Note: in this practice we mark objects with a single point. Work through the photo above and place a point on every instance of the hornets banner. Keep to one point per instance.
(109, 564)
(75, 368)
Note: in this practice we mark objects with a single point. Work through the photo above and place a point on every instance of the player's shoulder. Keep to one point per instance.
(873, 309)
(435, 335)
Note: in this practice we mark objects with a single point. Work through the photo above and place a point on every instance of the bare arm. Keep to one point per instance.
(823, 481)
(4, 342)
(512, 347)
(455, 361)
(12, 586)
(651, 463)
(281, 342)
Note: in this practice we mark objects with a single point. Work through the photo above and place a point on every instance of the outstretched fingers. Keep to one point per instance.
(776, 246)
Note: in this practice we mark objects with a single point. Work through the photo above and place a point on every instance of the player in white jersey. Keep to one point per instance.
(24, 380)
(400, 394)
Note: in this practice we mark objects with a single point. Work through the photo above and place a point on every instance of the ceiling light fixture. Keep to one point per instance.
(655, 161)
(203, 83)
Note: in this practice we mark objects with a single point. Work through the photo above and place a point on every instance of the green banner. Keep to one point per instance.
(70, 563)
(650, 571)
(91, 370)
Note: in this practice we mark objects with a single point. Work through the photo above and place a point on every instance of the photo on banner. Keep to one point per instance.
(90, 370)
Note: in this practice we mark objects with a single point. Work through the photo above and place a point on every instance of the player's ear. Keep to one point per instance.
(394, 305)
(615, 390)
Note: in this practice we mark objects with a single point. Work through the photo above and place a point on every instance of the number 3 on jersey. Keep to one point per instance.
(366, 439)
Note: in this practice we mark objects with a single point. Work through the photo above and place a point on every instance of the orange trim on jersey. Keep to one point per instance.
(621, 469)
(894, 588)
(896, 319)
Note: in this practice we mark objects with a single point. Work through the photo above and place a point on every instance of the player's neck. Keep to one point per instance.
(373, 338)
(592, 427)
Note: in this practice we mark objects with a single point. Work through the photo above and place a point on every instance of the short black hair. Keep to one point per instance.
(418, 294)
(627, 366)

━━━━━━━━━━

Exercise instructions -
Write out the part of the items that opens with the line containing "hair. Keep to one point per instance." and runs through the end of the items, with every line unchanged.

Complete answer -
Note: in this practice we mark objects with a single point. Work through the photo above and place a point on every instance of the short black hair. Keep to one point per instance.
(418, 294)
(627, 366)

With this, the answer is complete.